- **WORK TO BE COMPLETED**
Rewrite the entries from the line containing "Annotate each instance of the hillside" through the end of the entries, replacing "brick wall" with "stone wall" and leaving everything else unchanged.
═══ ENTRIES PROVIDED
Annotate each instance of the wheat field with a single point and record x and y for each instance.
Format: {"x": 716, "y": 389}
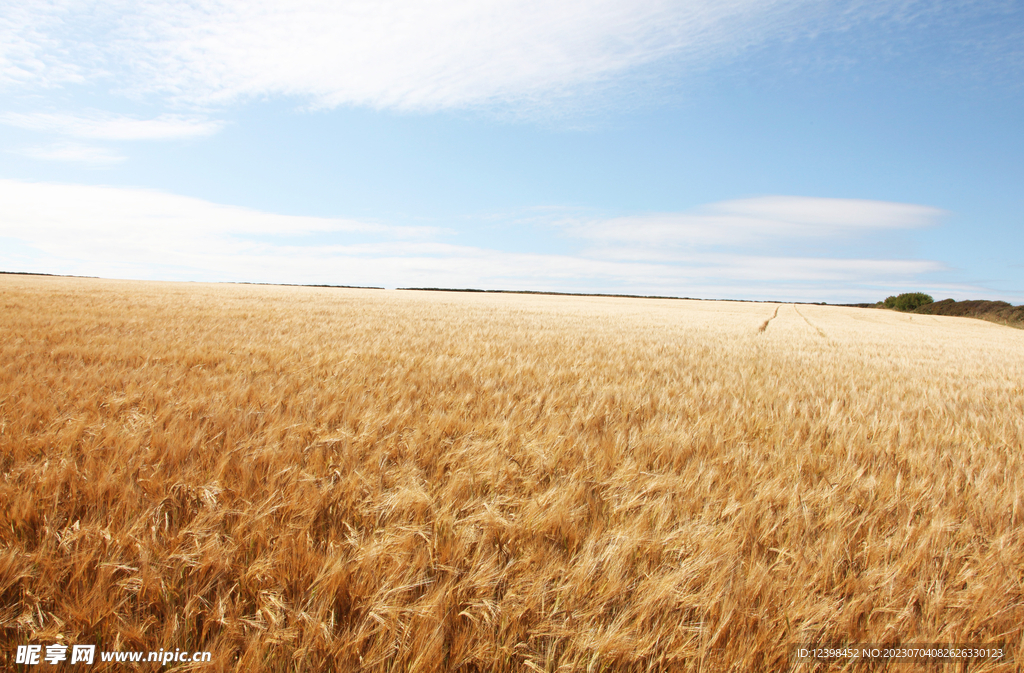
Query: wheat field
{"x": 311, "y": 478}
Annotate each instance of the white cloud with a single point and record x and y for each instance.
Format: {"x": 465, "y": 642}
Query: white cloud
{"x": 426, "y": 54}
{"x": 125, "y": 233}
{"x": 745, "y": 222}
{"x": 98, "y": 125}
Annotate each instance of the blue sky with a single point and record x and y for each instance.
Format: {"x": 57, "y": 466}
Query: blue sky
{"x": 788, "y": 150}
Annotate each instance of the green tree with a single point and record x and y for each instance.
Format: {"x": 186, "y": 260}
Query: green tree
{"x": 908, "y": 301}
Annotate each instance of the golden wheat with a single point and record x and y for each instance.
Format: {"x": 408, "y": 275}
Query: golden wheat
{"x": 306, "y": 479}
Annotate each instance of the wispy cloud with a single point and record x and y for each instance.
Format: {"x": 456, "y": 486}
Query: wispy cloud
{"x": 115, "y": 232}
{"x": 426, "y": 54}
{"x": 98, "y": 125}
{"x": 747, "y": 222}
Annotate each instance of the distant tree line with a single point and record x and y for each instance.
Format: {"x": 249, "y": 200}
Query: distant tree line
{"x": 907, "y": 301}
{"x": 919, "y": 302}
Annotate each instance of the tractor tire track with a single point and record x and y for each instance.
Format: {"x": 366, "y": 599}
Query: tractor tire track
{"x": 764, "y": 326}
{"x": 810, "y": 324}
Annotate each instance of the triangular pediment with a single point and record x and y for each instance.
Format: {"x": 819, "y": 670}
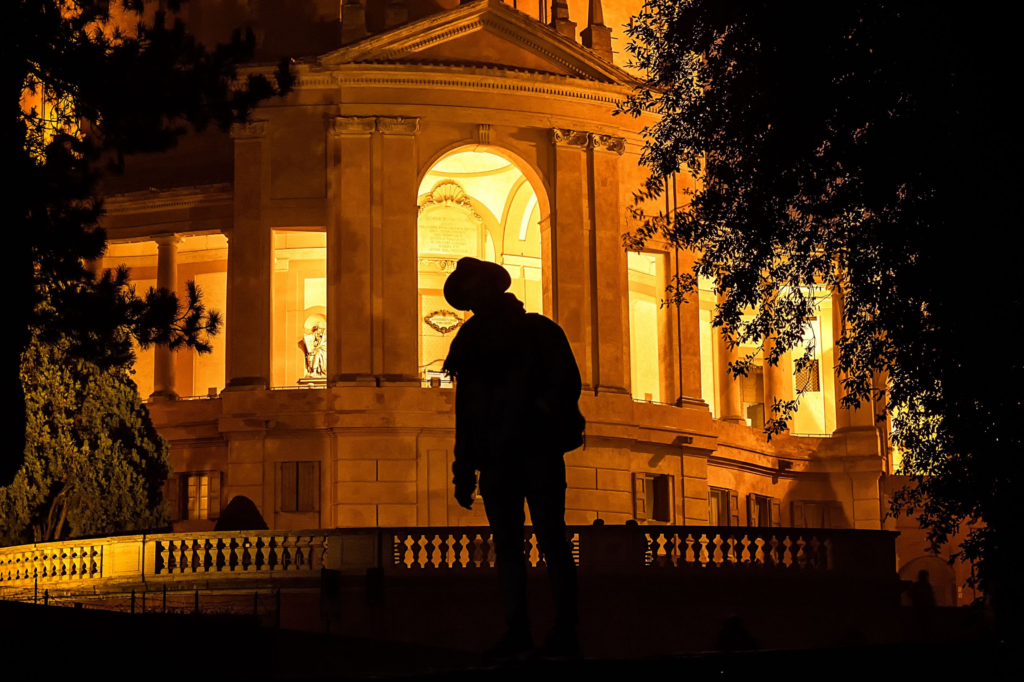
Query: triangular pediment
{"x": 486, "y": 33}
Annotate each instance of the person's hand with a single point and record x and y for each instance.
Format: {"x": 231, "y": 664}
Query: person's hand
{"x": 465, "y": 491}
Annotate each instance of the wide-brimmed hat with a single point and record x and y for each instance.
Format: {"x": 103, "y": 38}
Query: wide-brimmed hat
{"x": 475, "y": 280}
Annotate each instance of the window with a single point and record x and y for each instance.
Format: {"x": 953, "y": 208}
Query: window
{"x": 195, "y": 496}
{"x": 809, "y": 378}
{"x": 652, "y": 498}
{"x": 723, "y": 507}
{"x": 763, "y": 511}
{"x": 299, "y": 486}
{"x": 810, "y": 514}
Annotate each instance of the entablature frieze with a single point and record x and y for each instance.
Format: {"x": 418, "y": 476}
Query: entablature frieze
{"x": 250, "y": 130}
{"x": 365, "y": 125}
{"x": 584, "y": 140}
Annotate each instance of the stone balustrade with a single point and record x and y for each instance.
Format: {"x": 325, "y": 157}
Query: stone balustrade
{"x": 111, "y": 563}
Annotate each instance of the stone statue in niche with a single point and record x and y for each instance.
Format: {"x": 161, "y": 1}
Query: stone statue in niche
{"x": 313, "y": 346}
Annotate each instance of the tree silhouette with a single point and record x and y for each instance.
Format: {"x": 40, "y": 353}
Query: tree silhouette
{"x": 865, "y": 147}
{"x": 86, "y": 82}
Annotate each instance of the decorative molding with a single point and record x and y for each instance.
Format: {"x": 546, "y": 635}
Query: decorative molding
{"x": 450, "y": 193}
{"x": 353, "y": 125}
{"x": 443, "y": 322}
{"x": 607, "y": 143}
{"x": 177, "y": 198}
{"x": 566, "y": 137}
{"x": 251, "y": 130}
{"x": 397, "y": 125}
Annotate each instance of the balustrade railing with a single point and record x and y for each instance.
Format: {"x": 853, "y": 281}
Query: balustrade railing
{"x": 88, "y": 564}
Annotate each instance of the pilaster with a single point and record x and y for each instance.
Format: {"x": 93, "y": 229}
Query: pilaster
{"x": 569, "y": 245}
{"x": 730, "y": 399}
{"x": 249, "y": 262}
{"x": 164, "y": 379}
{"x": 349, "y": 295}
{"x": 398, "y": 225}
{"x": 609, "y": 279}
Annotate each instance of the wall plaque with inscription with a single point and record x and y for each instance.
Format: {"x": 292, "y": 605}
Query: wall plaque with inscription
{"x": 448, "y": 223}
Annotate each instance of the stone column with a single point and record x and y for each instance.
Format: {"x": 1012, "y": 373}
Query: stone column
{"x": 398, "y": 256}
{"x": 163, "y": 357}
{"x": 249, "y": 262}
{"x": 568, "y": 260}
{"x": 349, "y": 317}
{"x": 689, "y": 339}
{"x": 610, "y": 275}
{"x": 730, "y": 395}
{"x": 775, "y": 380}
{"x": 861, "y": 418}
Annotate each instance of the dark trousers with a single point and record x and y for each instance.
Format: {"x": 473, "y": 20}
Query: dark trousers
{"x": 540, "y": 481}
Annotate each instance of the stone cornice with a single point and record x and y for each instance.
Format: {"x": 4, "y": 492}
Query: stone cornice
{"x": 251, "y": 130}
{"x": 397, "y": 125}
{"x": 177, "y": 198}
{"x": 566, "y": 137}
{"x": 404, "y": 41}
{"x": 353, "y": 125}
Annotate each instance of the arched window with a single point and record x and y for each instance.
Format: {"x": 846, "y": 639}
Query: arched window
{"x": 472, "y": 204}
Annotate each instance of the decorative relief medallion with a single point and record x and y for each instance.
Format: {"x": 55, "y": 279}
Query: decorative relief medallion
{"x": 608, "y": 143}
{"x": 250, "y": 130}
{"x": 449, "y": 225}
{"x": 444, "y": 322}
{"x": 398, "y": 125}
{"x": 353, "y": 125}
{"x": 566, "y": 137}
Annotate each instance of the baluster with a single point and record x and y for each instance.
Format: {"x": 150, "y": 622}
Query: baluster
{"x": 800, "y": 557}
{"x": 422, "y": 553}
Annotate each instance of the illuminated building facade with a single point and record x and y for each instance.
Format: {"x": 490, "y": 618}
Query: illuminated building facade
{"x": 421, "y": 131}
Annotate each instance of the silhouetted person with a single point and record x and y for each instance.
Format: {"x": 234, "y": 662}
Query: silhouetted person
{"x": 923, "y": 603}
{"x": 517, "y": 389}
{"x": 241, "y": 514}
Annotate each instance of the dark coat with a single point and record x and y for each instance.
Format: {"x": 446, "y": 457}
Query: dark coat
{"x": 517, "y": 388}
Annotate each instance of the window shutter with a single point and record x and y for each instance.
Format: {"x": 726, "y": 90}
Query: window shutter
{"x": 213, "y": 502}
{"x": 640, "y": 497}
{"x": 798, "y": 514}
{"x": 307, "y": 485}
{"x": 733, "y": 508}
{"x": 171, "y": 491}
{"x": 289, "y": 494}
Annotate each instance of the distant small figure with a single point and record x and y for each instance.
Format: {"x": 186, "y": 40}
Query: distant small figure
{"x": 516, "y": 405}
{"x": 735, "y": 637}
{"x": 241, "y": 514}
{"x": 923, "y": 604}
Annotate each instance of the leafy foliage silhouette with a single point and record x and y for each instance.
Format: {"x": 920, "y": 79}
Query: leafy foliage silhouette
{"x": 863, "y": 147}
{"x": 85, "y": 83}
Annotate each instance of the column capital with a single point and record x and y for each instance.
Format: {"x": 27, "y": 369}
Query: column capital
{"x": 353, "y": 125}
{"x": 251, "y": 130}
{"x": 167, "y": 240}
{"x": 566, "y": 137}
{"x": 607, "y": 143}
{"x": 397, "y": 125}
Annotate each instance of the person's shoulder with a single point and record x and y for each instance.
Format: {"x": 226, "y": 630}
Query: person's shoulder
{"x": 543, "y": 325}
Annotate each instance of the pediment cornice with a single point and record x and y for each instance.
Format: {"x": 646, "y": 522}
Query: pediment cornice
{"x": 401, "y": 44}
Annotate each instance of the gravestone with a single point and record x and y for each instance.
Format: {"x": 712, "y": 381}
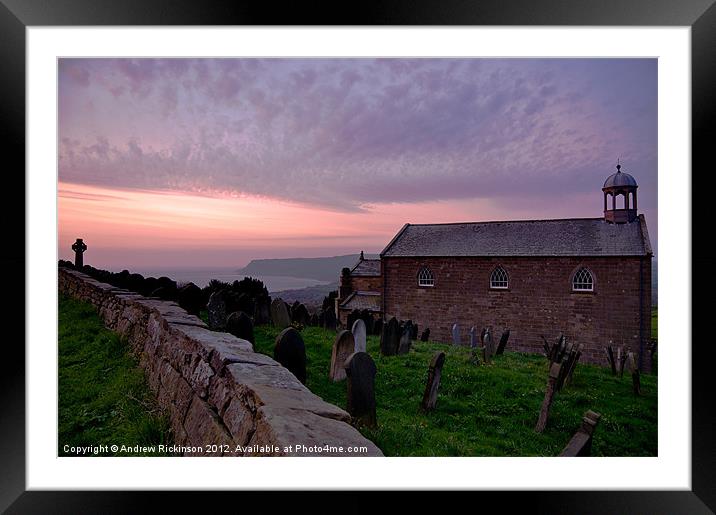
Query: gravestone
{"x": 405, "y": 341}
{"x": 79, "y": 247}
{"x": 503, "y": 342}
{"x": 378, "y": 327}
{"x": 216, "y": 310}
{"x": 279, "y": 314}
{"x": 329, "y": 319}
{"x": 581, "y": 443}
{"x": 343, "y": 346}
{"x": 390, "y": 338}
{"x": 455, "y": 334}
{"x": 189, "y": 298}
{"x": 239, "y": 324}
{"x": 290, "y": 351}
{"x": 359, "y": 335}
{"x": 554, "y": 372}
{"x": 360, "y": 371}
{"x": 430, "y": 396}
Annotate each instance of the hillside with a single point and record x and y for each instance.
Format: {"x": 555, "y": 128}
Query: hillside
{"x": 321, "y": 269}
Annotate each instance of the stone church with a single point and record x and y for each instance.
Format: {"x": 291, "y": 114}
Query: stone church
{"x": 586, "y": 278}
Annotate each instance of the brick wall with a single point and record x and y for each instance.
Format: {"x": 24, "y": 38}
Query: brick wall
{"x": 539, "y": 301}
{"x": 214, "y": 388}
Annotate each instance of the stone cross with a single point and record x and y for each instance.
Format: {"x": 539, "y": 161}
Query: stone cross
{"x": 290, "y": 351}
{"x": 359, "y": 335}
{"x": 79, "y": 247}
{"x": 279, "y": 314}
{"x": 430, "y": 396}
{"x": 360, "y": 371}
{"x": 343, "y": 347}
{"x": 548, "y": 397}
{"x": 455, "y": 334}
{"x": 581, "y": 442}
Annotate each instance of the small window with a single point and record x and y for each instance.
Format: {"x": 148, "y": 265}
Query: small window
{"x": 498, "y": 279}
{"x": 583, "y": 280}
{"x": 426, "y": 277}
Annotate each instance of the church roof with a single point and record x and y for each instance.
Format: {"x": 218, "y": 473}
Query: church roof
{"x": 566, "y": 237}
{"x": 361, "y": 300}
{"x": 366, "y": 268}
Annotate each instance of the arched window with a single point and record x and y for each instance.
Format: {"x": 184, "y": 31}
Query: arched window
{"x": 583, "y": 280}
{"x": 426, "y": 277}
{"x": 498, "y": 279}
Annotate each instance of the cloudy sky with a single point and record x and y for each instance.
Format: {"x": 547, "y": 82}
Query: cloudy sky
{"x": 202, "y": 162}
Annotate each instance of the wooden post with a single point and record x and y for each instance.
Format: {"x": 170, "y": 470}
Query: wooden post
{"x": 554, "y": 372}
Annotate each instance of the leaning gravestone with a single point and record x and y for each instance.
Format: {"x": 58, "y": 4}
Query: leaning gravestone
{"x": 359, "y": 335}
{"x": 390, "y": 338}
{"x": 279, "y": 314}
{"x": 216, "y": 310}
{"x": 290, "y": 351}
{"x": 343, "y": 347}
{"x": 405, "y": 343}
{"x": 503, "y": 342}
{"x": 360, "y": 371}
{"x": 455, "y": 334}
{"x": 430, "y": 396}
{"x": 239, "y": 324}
══════
- **WRITTEN SOLUTION**
Annotate each instance of the hillside with a single point and record x and y for each instance.
Format: {"x": 555, "y": 128}
Query: hillside
{"x": 321, "y": 269}
Annotate each instance of the stone church with a single point and record x and y for each instance.
Format: {"x": 291, "y": 114}
Query: stone church
{"x": 586, "y": 278}
Annotate each instance of the stone wall with a single point and record x and y for each instance.
Format: {"x": 24, "y": 38}
Query: stone wall
{"x": 539, "y": 301}
{"x": 214, "y": 388}
Annotate each instance of the stone cross with a single point and record x and y for each instance.
Format: {"x": 539, "y": 161}
Query: stone cross
{"x": 290, "y": 351}
{"x": 359, "y": 335}
{"x": 79, "y": 247}
{"x": 279, "y": 314}
{"x": 430, "y": 396}
{"x": 360, "y": 371}
{"x": 343, "y": 347}
{"x": 548, "y": 397}
{"x": 455, "y": 334}
{"x": 581, "y": 442}
Annotate each instance of the small window with a single point and record x and y for each instance.
Format: {"x": 148, "y": 265}
Query: small window
{"x": 498, "y": 279}
{"x": 583, "y": 280}
{"x": 426, "y": 277}
Annotate each instance of the church roof with a single point and record x and y for each instance.
Format: {"x": 218, "y": 473}
Query: church roof
{"x": 566, "y": 237}
{"x": 361, "y": 300}
{"x": 366, "y": 268}
Annotate each instance of the arched window with a single point and record x and y for each instance.
Format: {"x": 184, "y": 31}
Query: arched window
{"x": 583, "y": 280}
{"x": 426, "y": 277}
{"x": 498, "y": 279}
Annotate each instance of the cloudy sky with a single point and record x and y for each instance.
Format: {"x": 547, "y": 82}
Query: cloudy sky
{"x": 202, "y": 162}
Annotate each instance of the wooden post with a single point and record x and y for each instance.
Format: {"x": 170, "y": 470}
Query: wooden post
{"x": 554, "y": 372}
Annotate each instance of the leaning gravestone with a single point and record x and y for each instance.
Format: {"x": 58, "y": 4}
Query: leaning gravestone
{"x": 359, "y": 335}
{"x": 390, "y": 338}
{"x": 279, "y": 314}
{"x": 216, "y": 310}
{"x": 290, "y": 351}
{"x": 343, "y": 347}
{"x": 405, "y": 343}
{"x": 503, "y": 342}
{"x": 360, "y": 371}
{"x": 455, "y": 334}
{"x": 430, "y": 396}
{"x": 239, "y": 324}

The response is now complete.